— START OF Entries provided —

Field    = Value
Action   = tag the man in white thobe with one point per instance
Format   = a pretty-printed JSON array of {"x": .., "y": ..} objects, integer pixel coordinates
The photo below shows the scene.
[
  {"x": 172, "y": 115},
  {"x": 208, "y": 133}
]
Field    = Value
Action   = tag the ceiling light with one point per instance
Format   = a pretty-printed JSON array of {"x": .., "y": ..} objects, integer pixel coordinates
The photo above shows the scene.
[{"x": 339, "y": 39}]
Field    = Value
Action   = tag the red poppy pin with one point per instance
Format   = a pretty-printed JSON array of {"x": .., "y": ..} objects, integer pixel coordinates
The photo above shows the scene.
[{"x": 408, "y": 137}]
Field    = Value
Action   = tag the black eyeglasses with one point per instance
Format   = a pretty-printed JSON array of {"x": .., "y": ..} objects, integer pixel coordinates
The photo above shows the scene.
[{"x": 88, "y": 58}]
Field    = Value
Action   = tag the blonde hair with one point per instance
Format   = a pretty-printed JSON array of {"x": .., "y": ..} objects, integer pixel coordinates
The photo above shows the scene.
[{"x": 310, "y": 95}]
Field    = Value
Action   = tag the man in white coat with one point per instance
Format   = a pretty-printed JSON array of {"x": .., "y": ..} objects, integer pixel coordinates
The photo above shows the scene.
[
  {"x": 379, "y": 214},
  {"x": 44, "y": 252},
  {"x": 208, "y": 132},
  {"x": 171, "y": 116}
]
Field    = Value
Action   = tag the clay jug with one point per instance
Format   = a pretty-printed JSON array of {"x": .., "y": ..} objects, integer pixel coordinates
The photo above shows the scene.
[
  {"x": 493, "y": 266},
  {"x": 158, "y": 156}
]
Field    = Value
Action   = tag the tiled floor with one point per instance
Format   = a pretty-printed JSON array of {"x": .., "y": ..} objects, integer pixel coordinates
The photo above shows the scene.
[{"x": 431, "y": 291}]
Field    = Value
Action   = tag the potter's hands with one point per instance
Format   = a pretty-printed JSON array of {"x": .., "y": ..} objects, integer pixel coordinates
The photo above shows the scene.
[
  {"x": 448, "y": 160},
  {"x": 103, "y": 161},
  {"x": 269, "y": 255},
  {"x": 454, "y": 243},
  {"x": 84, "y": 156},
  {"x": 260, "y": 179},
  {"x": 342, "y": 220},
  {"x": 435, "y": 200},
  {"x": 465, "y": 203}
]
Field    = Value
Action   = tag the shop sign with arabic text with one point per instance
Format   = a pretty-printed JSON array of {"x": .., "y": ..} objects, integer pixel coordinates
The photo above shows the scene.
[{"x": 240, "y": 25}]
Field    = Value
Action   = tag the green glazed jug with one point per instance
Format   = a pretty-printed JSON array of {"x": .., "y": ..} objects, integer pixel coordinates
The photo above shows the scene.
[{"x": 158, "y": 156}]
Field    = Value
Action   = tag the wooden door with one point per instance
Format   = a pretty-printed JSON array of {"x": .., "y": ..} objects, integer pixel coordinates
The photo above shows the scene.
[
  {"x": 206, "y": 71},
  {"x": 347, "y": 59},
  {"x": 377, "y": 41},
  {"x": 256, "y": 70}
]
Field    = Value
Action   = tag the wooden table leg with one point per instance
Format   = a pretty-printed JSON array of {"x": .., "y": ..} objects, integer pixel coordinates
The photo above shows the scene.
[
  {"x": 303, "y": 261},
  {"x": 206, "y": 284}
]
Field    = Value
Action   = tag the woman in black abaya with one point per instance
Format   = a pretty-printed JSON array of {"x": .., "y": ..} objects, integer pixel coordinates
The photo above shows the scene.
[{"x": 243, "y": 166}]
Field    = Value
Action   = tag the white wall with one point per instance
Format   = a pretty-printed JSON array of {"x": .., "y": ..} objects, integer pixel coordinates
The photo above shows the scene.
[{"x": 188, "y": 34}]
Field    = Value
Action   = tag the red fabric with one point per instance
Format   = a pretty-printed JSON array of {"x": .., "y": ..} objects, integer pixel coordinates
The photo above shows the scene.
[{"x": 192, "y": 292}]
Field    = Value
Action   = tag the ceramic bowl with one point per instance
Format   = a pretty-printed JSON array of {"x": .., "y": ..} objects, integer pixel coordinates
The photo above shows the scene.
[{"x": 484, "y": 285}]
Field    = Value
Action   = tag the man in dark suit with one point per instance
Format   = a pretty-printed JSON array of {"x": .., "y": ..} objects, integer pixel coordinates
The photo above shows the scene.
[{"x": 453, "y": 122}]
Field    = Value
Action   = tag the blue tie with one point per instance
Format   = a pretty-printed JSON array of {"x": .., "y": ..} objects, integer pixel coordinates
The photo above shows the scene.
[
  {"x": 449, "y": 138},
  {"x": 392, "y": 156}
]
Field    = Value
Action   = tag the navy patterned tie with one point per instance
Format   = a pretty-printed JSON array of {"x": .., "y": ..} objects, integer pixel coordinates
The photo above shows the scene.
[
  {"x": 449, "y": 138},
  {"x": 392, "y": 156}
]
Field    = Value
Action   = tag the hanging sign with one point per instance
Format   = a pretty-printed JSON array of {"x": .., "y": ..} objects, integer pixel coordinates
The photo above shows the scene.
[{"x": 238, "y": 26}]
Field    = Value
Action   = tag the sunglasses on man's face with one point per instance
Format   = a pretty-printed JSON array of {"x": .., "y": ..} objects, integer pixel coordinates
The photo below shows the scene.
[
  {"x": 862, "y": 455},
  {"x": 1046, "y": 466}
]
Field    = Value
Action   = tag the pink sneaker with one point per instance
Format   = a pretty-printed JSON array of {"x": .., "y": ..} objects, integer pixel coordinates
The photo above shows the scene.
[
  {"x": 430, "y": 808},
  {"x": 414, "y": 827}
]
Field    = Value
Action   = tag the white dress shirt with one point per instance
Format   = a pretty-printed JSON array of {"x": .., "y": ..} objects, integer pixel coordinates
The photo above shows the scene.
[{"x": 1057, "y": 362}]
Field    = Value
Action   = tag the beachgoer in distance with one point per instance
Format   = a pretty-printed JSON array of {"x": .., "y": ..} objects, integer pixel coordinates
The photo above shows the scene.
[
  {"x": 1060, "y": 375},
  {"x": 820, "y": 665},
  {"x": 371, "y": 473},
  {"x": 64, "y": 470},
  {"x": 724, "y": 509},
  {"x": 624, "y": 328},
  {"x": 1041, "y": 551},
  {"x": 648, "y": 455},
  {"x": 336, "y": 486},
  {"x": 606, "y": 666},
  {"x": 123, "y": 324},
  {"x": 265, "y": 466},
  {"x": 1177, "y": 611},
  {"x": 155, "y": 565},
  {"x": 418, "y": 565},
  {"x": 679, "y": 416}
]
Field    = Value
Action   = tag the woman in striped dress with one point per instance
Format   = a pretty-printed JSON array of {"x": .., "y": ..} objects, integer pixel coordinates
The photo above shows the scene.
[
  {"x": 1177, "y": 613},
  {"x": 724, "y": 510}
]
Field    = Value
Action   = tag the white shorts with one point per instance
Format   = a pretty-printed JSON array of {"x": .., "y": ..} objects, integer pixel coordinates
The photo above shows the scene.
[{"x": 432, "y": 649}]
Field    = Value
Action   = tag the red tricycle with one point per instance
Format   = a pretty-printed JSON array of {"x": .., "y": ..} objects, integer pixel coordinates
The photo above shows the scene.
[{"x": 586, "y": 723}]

— END OF Entries provided —

- _Aim of the exercise_: Count the lines in the material above that contain the word "wooden". Give only the number.

- _Solution to this problem_: 2